- TASK DIRECTIONS: Copy each line that includes the string "blue" from the material into your answer.

- SUPPLIED MATERIAL:

===============

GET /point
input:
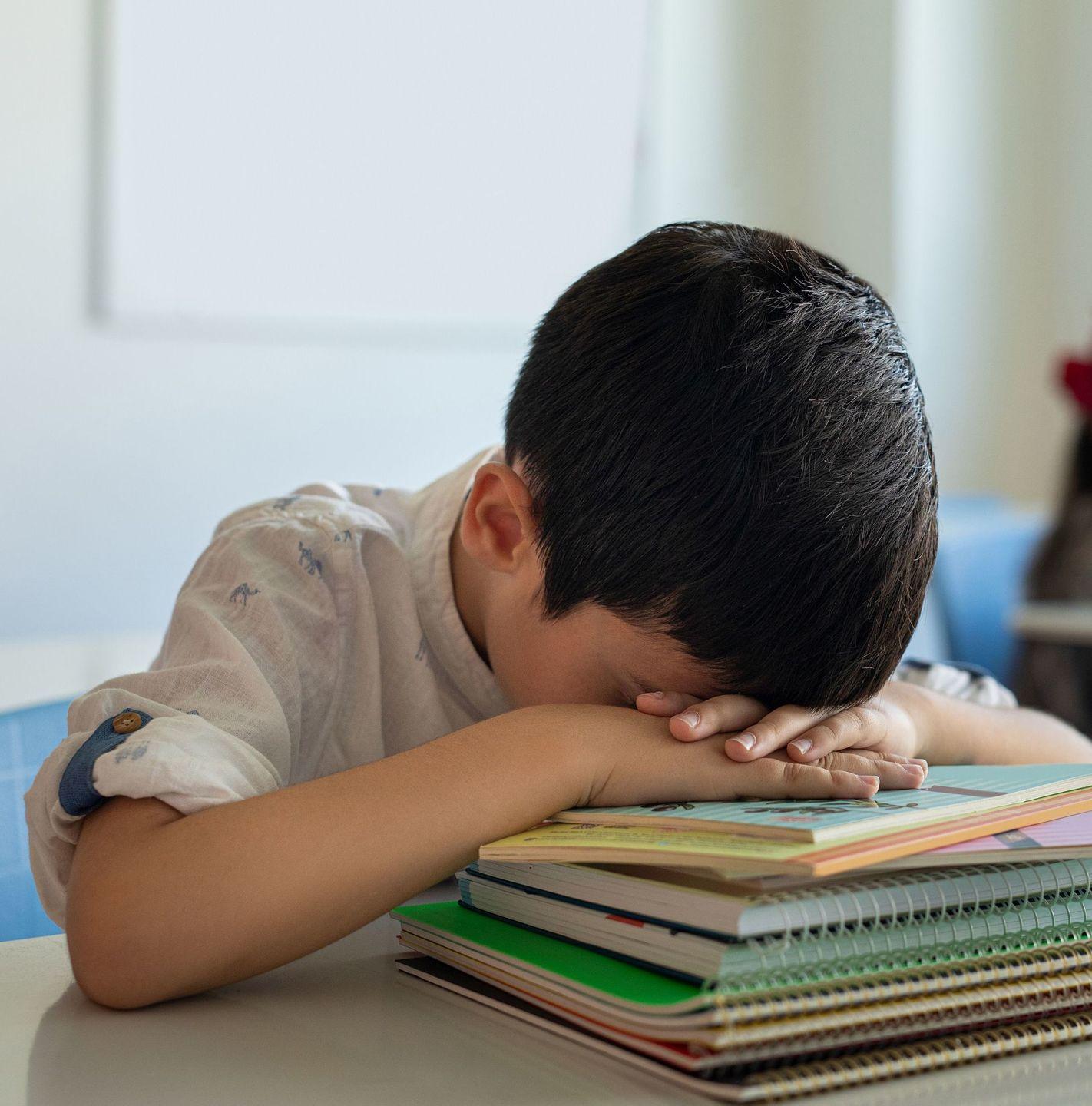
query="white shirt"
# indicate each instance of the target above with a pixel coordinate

===============

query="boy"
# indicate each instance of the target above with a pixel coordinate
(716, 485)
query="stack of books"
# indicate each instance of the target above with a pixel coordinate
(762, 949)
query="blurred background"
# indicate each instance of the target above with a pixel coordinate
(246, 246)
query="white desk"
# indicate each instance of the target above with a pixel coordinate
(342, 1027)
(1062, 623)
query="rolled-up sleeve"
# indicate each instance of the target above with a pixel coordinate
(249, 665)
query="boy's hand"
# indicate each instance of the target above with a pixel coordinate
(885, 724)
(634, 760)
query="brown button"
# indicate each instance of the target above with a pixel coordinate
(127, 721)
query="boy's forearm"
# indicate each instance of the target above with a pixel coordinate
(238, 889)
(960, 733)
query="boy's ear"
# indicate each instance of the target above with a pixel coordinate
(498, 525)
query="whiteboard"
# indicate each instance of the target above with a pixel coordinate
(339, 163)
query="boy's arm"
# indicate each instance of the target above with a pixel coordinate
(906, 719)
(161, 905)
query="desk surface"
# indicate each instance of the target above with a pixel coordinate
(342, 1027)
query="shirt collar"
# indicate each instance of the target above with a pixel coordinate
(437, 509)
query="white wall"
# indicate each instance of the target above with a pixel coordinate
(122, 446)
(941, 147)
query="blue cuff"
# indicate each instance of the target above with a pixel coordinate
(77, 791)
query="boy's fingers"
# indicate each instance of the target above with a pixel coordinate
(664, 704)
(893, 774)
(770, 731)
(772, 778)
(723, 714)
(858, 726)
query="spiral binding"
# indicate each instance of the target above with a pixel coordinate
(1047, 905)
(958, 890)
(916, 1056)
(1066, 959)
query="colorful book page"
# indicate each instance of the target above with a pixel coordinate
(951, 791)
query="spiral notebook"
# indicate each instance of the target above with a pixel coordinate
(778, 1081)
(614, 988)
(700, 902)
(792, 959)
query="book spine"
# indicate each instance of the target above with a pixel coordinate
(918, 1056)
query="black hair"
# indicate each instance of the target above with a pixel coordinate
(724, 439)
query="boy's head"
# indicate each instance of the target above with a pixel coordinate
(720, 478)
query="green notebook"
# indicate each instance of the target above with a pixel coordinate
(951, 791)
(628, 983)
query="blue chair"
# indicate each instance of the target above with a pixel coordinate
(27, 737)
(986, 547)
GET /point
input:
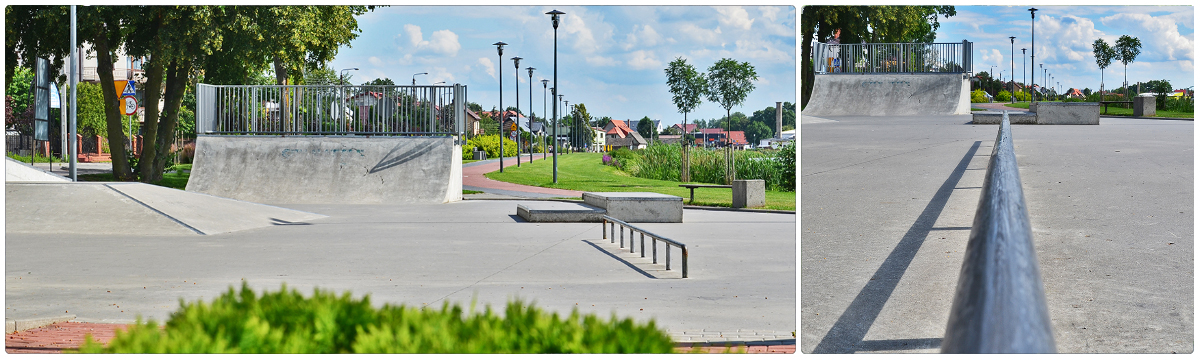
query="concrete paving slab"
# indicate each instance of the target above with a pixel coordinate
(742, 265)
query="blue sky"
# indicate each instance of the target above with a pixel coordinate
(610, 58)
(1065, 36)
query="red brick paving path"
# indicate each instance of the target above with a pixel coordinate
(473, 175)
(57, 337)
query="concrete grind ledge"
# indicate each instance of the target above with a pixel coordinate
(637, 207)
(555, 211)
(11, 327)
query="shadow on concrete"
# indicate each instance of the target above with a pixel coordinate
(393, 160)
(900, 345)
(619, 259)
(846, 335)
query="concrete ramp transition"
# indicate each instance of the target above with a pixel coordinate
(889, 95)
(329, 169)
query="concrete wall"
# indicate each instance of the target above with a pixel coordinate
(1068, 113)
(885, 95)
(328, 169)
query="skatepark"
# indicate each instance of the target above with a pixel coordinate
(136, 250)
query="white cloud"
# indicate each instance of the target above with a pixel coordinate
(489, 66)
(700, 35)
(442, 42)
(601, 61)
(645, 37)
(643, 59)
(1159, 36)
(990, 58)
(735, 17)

===============

- FINISHED EXERCISE:
query="blue cuff"
query="blue chair"
query="blue sky"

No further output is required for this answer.